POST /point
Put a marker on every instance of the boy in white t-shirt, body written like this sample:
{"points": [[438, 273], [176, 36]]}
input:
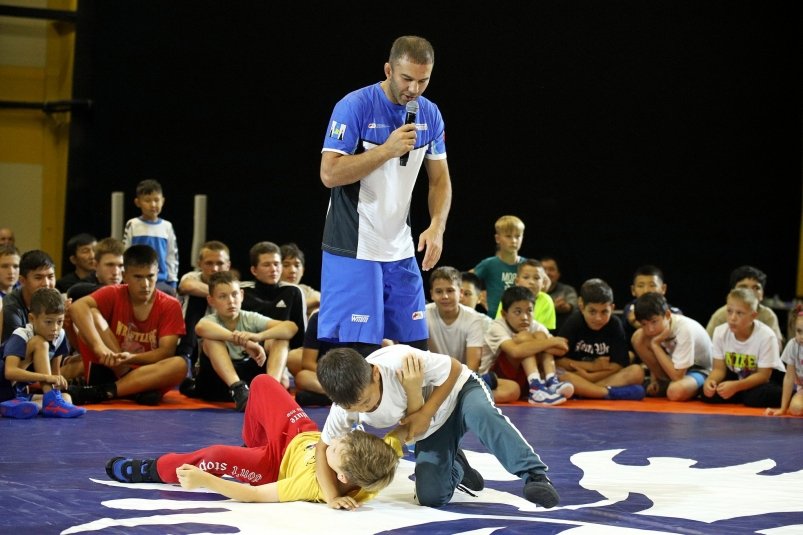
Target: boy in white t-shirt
{"points": [[747, 362]]}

— Given task —
Recast the lines above as a numbered list, skipping any blank lines and omitting the picture.

— Problem solution —
1. POST /point
2. Put a marker on every instance of the boy in white t-shirt, body written like this sample:
3. {"points": [[438, 273], [176, 36]]}
4. input:
5. Target: boy in white t-shirt
6. {"points": [[747, 362]]}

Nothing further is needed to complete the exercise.